• EXTRACT PROVIDED:
= = = = =

1. The chromatic number of the subgraph induced by the closed neighborhood $N[w]$ is k.

2. There exists a color $i\in \{1,2,\dots ,k\}$ such that $i\notin L(v)$ for all $v\in N(w)$, the neighborhood of w.

Clearly if w is an i-attractive vertex, then in any extension of ${\mathcal{C}}_0$, the vertex w is assigned color i. In solving a Sudoku puzzle, this condition is very often used in determining the entry in a cell. But there may be no such vertex in some cases. Please see Example 2.4.

Lemma 2.6.

Let G be a graph with $\chi (G)=k\ge 3$. Suppose ${\mathcal{C}}_0$ is an extendable coloring of $G[S]$ for $S\subset V(G)$. If there is a pendant vertex $v\notin S$, then ${\mathcal{C}}_0$ is not a Sudoku coloring.

Proof.

Let $\mathcal{C}$ be an extension of ${\mathcal{C}}_0$ to G – v. Let u be the unique neighbor of v and let i be the color assigned to u. Then v can be assigned any of the colors from the set $\{1,2,\dots ,k\}\setminus \left\{i\right\}.$ Thus, ${\mathcal{C}}_0$ has more than one extension and hence the result follows. □

Lemma 2.7.

Let G be a graph with $\chi (G)=k\ge 3$. Suppose ${\mathcal{C}}_0$ is an extendable coloring of $G[S]$ for $S\subset V(G)$. If there is an edge xy for which $x,y\notin S$ such that $\mathrm{deg}(x)\le k-1$ and $\mathrm{deg}(y)\le k-1$, then ${\mathcal{C}}_0$ is not a Sudoku coloring of G.

Proof.

Let $\mathcal{C}$ be the extension of ${\mathcal{C}}_0$ to $G-\{x,y\}$. Now the lists of available colors of x and y are $\left\{i\right|1\le i\le k\}\setminus \{\mathcal{C}(u)|u\in N(x)\setminus \{y\left\}\right\}$ and $\left\{i\right|1\le i\le k\}\setminus \{\mathcal{C}(v)|v\in N(y)\setminus \{x\left\}\right\}$, respectively. By assumption, both of these lists contain at least 2 colors. Thus, ${\mathcal{C}}_0$ can be extended to at least 2 different colorings for G. □

3 Sudoku numbers for some graphs

Theorem 3.1.

= = = = =

• PROVIDED DATA:
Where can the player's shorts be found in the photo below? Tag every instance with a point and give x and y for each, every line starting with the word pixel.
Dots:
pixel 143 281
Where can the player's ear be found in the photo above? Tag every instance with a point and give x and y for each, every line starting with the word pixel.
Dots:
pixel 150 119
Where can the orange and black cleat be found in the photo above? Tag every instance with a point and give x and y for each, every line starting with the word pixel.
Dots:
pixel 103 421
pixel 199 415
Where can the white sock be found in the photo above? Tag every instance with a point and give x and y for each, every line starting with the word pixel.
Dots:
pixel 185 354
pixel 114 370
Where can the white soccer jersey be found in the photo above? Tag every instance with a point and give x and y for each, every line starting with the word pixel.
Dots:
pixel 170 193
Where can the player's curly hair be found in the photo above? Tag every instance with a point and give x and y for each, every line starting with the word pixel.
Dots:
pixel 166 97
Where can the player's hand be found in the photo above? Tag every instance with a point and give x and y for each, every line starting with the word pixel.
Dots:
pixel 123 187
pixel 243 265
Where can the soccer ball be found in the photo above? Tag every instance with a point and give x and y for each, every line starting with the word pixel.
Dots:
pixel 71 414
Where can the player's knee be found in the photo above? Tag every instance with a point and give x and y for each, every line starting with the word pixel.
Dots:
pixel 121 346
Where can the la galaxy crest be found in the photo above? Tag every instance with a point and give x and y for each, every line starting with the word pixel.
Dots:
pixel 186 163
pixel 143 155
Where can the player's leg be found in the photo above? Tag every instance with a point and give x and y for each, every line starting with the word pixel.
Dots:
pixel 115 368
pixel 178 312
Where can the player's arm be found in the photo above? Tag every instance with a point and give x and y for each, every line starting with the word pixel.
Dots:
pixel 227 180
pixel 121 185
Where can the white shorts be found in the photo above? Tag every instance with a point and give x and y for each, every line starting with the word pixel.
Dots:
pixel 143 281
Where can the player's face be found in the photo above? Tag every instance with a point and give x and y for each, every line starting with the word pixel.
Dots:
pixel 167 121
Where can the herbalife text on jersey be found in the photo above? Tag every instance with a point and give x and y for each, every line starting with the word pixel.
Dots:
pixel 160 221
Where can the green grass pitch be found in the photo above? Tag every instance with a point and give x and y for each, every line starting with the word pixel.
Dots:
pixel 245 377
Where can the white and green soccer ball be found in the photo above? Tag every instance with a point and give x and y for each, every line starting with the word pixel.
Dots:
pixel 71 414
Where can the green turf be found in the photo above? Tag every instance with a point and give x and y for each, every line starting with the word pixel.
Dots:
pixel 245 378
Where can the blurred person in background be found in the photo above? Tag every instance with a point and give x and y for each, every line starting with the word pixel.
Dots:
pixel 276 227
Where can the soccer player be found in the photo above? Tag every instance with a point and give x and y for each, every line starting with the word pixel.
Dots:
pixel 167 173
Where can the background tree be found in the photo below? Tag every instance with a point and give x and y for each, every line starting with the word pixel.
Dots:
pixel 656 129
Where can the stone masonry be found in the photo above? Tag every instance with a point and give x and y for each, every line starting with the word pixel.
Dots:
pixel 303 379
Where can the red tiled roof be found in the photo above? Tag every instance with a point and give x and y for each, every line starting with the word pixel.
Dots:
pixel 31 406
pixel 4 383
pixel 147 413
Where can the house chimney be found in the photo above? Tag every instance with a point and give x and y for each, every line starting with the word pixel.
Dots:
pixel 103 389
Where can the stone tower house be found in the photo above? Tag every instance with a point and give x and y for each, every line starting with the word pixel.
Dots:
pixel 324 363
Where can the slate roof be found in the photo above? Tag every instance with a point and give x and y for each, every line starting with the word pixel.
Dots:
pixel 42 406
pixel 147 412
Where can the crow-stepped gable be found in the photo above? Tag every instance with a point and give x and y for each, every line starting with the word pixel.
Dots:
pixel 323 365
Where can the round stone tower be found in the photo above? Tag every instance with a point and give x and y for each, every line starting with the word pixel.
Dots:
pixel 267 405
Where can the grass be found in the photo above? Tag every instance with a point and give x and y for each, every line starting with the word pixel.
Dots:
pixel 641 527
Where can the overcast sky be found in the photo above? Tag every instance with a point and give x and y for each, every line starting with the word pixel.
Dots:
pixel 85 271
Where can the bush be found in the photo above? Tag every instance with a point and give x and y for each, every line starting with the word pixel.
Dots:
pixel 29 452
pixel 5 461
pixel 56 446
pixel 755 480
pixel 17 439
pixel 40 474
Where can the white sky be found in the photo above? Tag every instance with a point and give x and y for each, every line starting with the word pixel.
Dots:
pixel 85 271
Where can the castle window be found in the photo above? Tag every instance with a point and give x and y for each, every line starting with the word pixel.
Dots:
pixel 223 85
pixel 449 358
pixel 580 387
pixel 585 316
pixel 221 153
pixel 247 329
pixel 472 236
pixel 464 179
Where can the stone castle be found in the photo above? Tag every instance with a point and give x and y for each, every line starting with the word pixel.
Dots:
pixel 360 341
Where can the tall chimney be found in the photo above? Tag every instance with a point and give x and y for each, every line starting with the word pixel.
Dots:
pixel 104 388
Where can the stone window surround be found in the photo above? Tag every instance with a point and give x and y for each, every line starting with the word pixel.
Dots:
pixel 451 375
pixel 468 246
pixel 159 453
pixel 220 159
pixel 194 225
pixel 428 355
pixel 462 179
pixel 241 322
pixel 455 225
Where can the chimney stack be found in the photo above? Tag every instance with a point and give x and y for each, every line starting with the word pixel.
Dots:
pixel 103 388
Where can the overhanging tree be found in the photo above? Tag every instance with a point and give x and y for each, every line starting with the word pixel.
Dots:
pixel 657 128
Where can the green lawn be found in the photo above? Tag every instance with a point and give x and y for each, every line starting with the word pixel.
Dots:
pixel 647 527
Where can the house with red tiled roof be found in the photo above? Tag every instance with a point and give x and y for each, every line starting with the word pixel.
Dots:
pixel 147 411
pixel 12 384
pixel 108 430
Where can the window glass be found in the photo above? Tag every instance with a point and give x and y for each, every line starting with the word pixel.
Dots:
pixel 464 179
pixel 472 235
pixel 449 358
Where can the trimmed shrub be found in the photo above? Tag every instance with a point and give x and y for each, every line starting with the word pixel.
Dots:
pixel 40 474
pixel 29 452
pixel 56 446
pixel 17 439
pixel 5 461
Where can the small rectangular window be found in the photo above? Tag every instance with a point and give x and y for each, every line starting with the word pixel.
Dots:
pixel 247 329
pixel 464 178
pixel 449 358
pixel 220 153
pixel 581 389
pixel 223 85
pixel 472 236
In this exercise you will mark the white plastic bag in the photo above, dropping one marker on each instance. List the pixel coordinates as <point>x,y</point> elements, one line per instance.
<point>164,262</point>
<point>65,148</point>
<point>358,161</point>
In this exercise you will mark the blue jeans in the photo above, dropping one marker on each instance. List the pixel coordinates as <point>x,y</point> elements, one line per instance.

= = = = =

• YOUR INSTRUCTIONS:
Reproduce verbatim the portion of the Sudoku coloring passage starting with "Clearly if w" and going on through "a Sudoku coloring.". The entries come from a different source than the Sudoku coloring passage.

• TASK RESULT:
Clearly if w is an i-attractive vertex, then in any extension of ${\mathcal{C}}_0$, the vertex w is assigned color i. In solving a Sudoku puzzle, this condition is very often used in determining the entry in a cell. But there may be no such vertex in some cases. Please see Example 2.4.

Lemma 2.6.

Let G be a graph with $\chi (G)=k\ge 3$. Suppose ${\mathcal{C}}_0$ is an extendable coloring of $G[S]$ for $S\subset V(G)$. If there is a pendant vertex $v\notin S$, then ${\mathcal{C}}_0$ is not a Sudoku coloring.